If you answered yes to these questions, you may have an underdeveloped character.

• Do they tend to act differently scene to scene?
• Do you not know what to do with them in scenes?
• Do they not have a part to play in the plot?

If you answered yes to these, you may have an unmotivated character.

• Did you answer no to all of the above questions, but beta readers and critique partners are disagreeing?
• Readers can't understand their personality, motivations, or effect on the plot?

Then you may have an misrepresented character.

𝐖𝐡𝐲 𝐝𝐨𝐧'𝐭 𝐭𝐡𝐞𝐲 𝐰𝐨𝐫𝐤?
Underdeveloped character: We've all heard of them before. They come off as bland. There's no significant development or change to them throughout the story. Characters are your readers' foothold into the story. If they feel like empty bottles, its going to be a lot harder for people to become invested in the plot.
Unmotivated characters lack one thing: yes, it is motivation. It's the ultimate reason for your characters to do anything. Why do they feel like they have to save the city? Why do they get upset at that one joke? Without proper and consistent motivation, your readers are gonna get whiplash trying to figure out all the why's of the character's actions. And if they're too busy worrying about that, then they're gonna lose interest in the plot and the book as a whole.

**REQUIRED TASK A:**
Write out the passage on weak characters word for word, starting with "𝐖𝐡𝐲 𝐝𝐨𝐧'𝐭 𝐭𝐡𝐞𝐲" and going on through "as a whole.".

Region annotation entries:
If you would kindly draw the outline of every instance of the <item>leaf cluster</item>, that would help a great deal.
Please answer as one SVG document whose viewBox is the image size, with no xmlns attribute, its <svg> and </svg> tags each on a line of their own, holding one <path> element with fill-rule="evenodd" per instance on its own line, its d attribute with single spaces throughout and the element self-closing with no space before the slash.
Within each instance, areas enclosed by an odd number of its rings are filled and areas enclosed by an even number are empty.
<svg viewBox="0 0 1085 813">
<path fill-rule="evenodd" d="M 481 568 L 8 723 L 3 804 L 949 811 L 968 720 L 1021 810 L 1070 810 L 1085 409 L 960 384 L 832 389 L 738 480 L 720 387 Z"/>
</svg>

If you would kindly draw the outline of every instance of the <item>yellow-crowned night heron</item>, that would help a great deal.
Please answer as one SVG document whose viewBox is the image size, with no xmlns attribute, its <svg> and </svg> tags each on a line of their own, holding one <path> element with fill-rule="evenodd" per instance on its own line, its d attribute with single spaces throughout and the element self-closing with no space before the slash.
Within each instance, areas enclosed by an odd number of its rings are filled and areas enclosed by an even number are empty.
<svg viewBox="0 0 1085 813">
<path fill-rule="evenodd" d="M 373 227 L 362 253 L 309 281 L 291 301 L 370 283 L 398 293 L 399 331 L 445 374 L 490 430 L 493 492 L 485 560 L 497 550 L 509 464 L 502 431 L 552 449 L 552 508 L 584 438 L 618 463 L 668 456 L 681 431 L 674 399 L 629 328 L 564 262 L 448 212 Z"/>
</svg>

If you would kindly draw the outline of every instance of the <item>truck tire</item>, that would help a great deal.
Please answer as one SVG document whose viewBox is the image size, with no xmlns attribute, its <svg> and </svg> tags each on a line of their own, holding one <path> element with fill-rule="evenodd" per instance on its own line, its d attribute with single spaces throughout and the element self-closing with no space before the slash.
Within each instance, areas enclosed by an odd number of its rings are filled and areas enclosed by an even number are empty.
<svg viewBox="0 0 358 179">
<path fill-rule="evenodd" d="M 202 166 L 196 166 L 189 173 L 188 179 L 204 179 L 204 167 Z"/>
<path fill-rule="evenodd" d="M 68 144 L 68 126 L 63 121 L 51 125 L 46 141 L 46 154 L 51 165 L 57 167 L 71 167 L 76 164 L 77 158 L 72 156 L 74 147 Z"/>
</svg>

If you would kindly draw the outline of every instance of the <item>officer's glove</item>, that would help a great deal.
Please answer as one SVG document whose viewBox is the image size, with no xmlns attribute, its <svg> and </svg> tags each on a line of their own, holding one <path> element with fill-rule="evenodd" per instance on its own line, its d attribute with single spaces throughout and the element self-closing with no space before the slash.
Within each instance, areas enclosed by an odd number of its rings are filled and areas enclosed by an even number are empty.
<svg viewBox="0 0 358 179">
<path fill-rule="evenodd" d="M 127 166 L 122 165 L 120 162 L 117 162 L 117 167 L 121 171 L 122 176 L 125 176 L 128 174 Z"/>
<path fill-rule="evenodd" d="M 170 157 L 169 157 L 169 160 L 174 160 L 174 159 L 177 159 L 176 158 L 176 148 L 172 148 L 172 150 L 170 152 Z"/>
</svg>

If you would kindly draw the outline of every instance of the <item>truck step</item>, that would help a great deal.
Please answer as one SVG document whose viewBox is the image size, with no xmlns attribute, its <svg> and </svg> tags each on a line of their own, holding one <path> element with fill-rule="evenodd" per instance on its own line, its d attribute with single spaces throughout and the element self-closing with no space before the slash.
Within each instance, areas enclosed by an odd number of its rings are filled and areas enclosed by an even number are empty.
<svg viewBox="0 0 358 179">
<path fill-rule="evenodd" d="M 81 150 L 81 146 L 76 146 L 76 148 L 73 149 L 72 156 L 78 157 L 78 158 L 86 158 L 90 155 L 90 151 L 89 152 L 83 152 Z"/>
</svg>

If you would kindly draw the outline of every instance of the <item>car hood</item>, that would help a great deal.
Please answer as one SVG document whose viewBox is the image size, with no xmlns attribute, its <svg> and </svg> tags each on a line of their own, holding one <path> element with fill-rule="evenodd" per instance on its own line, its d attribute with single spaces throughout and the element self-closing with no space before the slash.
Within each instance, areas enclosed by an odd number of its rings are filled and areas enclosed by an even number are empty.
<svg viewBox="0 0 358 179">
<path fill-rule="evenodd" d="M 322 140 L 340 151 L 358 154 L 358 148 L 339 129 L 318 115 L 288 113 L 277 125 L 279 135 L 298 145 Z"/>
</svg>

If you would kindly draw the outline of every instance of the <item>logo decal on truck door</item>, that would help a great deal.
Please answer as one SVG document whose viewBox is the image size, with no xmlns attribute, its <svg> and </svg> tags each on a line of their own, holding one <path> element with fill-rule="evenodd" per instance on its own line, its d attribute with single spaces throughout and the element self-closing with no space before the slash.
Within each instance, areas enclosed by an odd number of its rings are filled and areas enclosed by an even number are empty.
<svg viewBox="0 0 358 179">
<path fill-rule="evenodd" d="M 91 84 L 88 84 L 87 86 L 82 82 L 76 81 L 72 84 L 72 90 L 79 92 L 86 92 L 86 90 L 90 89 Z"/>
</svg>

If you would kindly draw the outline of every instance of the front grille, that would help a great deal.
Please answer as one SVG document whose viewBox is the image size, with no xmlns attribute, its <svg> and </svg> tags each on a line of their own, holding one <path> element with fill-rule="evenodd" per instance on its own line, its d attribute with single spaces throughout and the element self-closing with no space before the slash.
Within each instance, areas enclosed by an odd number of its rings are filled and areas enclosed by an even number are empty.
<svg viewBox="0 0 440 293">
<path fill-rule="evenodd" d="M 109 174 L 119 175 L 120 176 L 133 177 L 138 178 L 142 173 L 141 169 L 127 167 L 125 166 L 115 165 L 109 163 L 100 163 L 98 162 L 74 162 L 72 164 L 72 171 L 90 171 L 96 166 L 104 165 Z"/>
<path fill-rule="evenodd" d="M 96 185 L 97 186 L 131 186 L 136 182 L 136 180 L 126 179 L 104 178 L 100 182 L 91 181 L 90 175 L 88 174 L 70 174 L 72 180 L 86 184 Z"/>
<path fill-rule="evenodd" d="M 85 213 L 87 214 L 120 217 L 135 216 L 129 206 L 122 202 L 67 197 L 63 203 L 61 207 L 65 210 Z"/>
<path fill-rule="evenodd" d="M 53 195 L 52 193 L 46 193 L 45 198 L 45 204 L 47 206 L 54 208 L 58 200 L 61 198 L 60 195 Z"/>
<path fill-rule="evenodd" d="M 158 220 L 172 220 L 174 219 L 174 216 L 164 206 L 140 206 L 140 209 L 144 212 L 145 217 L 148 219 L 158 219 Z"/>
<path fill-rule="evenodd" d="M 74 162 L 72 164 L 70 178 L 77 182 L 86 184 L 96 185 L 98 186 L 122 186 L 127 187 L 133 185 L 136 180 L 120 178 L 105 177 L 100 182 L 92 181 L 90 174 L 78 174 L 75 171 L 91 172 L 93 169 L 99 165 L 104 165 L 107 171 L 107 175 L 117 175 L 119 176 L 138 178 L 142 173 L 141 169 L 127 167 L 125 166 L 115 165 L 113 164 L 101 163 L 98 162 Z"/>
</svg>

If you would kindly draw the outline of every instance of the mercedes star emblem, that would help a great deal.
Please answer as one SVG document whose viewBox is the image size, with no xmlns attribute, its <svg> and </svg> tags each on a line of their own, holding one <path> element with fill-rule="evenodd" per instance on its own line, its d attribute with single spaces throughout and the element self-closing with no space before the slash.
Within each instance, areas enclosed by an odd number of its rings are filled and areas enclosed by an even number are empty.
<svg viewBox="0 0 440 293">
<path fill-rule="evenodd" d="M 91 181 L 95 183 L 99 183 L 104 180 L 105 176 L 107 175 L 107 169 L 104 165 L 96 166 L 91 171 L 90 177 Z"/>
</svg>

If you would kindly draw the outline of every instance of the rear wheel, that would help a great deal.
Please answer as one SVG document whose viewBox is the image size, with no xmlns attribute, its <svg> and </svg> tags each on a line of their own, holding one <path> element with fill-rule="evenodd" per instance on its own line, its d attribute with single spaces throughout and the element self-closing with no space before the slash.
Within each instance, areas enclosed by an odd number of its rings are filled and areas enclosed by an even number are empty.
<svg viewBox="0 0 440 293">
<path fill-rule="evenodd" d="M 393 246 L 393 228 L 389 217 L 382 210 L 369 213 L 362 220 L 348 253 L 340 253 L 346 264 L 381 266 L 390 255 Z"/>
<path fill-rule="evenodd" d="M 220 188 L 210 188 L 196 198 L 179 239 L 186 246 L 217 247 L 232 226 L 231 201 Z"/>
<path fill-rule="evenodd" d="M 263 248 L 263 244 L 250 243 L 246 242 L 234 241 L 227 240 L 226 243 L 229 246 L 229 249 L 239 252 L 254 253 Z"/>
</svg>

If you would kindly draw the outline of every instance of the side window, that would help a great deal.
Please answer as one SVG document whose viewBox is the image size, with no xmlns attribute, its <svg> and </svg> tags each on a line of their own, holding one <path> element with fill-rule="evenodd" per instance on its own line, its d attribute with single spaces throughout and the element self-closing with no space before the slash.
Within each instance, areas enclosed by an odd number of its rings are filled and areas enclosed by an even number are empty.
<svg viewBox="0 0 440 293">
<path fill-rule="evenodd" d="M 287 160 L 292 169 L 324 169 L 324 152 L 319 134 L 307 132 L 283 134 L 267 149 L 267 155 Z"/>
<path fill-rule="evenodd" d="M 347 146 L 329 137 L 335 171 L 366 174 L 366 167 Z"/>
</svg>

**REQUIRED TASK B:**
Repeat the lines of the entries unchanged, starting with the line that contains "wheel, that would help a great deal." and going on through the final line of the entries.

**WORKED SOLUTION A:**
𝐖𝐡𝐲 𝐝𝐨𝐧'𝐭 𝐭𝐡𝐞𝐲 𝐰𝐨𝐫𝐤?
Underdeveloped character: We've all heard of them before. They come off as bland. There's no significant development or change to them throughout the story. Characters are your readers' foothold into the story. If they feel like empty bottles, its going to be a lot harder for people to become invested in the plot.
Unmotivated characters lack one thing: yes, it is motivation. It's the ultimate reason for your characters to do anything. Why do they feel like they have to save the city? Why do they get upset at that one joke? Without proper and consistent motivation, your readers are gonna get whiplash trying to figure out all the why's of the character's actions. And if they're too busy worrying about that, then they're gonna lose interest in the plot and the book as a whole.

**WORKED SOLUTION B:**
If you would kindly draw the outline of every instance of the rear wheel, that would help a great deal.
Please answer as one SVG document whose viewBox is the image size, with no xmlns attribute, its <svg> and </svg> tags each on a line of their own, holding one <path> element with fill-rule="evenodd" per instance on its own line, its d attribute with single spaces throughout and the element self-closing with no space before the slash.
Within each instance, areas enclosed by an odd number of its rings are filled and areas enclosed by an even number are empty.
<svg viewBox="0 0 440 293">
<path fill-rule="evenodd" d="M 393 246 L 393 228 L 389 217 L 382 210 L 369 213 L 362 220 L 348 253 L 340 253 L 346 264 L 381 266 L 390 255 Z"/>
<path fill-rule="evenodd" d="M 220 188 L 210 188 L 196 198 L 179 239 L 186 246 L 217 247 L 232 226 L 231 201 Z"/>
<path fill-rule="evenodd" d="M 263 248 L 263 244 L 250 243 L 246 242 L 234 241 L 227 240 L 226 243 L 229 246 L 229 249 L 239 252 L 254 253 Z"/>
</svg>

If you would kindly draw the outline of every instance of the side window, that would help a great deal.
Please answer as one SVG document whose viewBox is the image size, with no xmlns attribute, its <svg> and </svg> tags each on a line of their own, holding one <path> element with fill-rule="evenodd" per instance on its own line, its d attribute with single spaces throughout and the element self-closing with no space before the slash.
Within each instance, areas enclosed by an odd number of its rings are filled and areas enclosed by an even number are empty.
<svg viewBox="0 0 440 293">
<path fill-rule="evenodd" d="M 287 160 L 292 169 L 324 169 L 324 152 L 319 134 L 307 132 L 283 134 L 267 149 L 267 155 Z"/>
<path fill-rule="evenodd" d="M 347 146 L 329 137 L 335 171 L 366 174 L 366 167 Z"/>
</svg>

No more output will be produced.